▶ **Work required**
Arrange the lines of the listing as a numbered list, starting at its first line and ending at the line that contains "positive clicks: (745, 987)", with both of those lines included and blank lines left out.

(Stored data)

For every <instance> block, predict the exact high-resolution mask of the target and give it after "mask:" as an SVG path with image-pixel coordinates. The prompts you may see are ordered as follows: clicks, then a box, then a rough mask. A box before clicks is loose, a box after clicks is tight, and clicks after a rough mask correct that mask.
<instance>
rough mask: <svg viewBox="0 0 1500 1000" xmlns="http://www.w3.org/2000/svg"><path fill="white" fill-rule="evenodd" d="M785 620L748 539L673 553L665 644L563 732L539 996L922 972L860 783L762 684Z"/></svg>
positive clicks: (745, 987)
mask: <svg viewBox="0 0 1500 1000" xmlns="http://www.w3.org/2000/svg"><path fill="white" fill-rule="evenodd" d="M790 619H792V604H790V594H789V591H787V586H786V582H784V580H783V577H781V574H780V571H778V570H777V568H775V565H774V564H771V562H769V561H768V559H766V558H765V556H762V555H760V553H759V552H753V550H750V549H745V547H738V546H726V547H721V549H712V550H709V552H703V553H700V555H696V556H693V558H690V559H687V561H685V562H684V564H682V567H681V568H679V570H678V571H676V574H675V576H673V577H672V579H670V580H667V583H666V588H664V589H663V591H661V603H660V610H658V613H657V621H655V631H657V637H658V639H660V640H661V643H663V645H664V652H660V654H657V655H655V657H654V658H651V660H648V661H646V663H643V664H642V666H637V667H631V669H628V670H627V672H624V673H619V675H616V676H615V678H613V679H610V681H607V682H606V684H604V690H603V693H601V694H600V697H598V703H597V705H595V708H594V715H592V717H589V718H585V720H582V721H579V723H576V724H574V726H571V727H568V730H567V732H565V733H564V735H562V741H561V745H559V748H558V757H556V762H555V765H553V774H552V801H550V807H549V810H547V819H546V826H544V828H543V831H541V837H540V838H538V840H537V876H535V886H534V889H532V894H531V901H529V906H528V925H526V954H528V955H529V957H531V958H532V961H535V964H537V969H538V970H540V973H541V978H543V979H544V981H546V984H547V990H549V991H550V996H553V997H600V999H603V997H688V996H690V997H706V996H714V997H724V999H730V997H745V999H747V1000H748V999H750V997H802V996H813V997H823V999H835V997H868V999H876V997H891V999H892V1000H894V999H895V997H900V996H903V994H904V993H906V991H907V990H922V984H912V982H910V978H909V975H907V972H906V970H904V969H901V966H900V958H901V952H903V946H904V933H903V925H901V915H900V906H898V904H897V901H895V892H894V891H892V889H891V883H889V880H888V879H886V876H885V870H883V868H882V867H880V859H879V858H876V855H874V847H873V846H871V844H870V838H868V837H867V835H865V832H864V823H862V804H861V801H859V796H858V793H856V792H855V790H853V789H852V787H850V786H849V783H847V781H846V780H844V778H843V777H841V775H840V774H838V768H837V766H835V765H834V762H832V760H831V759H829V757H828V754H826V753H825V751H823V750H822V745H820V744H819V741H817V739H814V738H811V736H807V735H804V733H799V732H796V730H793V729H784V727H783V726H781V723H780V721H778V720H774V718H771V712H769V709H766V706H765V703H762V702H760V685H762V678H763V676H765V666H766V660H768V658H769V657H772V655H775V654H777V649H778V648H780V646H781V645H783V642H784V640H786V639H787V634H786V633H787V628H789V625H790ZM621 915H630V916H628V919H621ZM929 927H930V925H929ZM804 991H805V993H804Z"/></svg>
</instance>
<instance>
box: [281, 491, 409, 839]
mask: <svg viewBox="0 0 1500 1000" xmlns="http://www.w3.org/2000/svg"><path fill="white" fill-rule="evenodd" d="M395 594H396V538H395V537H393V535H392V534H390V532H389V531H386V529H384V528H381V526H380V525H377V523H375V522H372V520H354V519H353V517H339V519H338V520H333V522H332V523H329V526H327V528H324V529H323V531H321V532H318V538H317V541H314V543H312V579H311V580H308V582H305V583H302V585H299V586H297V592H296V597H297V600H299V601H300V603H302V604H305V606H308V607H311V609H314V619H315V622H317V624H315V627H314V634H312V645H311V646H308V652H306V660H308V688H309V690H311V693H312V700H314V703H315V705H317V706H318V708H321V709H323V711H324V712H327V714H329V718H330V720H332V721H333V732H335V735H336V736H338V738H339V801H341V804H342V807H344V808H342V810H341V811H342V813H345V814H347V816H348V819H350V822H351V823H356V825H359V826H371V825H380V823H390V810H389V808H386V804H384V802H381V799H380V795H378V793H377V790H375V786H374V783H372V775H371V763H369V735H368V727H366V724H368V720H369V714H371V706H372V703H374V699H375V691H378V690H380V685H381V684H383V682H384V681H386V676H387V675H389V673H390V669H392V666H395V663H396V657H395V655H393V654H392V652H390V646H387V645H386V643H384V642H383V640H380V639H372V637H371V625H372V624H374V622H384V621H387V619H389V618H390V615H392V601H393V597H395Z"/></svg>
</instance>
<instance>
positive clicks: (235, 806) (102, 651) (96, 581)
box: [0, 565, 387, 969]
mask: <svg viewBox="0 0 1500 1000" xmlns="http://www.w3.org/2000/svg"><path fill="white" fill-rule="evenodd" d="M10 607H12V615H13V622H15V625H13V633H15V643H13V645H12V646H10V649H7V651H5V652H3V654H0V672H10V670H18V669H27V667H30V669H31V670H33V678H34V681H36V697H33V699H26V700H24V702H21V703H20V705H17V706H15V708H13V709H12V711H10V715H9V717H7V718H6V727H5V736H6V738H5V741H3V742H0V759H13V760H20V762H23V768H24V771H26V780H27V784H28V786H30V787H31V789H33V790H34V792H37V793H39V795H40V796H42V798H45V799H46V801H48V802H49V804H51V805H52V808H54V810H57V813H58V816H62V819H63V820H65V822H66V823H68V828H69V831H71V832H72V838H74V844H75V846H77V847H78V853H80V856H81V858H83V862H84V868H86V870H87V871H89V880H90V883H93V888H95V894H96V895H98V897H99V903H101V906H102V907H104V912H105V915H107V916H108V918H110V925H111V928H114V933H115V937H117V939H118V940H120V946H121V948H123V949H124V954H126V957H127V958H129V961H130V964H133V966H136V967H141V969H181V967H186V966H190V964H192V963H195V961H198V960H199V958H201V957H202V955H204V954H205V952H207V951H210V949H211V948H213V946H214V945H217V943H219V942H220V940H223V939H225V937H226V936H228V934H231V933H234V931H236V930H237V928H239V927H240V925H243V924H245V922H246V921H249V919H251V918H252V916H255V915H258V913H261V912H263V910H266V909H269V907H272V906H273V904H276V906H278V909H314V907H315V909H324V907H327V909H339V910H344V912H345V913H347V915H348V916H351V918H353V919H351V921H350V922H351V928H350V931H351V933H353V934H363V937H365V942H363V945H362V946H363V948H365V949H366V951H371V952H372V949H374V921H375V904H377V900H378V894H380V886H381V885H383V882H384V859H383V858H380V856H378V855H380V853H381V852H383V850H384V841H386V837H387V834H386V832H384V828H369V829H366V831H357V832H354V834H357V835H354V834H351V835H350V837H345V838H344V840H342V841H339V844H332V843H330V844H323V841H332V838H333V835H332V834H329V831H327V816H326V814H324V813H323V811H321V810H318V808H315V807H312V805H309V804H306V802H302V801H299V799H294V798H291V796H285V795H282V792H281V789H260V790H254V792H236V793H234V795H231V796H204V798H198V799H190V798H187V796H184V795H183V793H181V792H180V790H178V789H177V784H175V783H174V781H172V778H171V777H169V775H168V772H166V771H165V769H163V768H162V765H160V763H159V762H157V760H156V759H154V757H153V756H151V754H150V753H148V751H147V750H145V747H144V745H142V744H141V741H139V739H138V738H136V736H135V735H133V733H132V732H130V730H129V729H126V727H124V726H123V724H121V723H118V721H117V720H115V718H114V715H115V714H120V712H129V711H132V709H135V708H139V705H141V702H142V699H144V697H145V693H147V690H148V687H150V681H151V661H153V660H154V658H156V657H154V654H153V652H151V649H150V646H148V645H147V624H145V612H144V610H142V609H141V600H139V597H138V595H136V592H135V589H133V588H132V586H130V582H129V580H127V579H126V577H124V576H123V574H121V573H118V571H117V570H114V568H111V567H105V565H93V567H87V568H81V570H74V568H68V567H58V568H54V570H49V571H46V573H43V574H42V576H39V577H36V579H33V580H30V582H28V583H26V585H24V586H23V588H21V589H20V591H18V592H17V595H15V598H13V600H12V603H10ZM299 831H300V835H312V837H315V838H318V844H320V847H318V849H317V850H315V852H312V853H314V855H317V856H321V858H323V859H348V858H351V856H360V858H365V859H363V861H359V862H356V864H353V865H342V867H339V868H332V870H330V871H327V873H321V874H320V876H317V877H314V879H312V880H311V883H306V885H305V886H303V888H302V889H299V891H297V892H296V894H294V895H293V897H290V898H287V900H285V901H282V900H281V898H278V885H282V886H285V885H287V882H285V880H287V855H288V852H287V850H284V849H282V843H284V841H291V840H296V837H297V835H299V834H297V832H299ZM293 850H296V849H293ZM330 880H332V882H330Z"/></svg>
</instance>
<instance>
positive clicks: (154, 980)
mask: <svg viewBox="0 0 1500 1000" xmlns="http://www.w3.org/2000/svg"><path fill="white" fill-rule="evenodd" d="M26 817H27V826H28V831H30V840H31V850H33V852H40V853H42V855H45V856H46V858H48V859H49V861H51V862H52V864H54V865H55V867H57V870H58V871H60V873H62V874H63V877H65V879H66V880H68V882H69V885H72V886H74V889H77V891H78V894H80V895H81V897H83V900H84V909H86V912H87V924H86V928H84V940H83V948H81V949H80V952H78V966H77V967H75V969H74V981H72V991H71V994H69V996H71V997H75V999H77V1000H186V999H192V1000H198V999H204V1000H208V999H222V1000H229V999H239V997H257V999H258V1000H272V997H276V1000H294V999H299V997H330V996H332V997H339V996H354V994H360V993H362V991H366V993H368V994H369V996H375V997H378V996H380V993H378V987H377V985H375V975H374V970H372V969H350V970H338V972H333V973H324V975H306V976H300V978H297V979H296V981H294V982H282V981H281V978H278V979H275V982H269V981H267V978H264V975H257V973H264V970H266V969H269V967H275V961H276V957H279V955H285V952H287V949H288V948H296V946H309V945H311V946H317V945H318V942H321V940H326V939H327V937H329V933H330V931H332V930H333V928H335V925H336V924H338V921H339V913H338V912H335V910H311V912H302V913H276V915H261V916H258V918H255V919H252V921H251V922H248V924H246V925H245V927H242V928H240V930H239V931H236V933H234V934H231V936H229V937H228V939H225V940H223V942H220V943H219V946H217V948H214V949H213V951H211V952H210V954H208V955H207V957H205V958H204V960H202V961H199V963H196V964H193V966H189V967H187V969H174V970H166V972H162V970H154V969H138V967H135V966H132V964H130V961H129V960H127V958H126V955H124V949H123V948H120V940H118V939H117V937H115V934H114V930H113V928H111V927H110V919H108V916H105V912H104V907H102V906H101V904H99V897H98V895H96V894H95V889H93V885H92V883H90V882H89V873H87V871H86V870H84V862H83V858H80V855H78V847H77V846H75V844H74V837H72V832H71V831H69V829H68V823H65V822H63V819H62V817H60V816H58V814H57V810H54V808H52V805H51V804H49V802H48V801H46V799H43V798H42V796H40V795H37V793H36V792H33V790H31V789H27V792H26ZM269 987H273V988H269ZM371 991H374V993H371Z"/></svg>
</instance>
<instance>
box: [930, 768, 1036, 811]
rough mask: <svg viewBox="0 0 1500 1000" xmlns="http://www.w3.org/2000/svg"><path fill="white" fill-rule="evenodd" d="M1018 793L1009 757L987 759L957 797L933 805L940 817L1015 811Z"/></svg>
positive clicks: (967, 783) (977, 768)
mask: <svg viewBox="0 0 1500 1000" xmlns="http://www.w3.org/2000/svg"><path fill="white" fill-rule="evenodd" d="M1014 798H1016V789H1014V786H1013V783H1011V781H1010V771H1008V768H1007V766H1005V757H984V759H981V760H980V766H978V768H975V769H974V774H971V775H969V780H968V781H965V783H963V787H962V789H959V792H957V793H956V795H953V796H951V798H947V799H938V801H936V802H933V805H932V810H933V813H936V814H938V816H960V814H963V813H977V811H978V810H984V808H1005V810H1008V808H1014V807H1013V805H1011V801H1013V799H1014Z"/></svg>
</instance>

▶ **Result**
1. For every <instance> block, predict the exact high-resolution mask of the target and give it after "mask:" as an SVG path with image-pixel coordinates. The prompts you may see are ordered as follows: clicks, then a box, then a rough mask. A box before clicks is loose, a box after clicks is tight, and clicks after a rough mask correct that mask.
2. <instance>
3. rough mask: <svg viewBox="0 0 1500 1000" xmlns="http://www.w3.org/2000/svg"><path fill="white" fill-rule="evenodd" d="M785 620L748 539L673 553L665 644L563 732L539 996L922 972L860 783L762 684Z"/></svg>
4. positive clicks: (745, 987)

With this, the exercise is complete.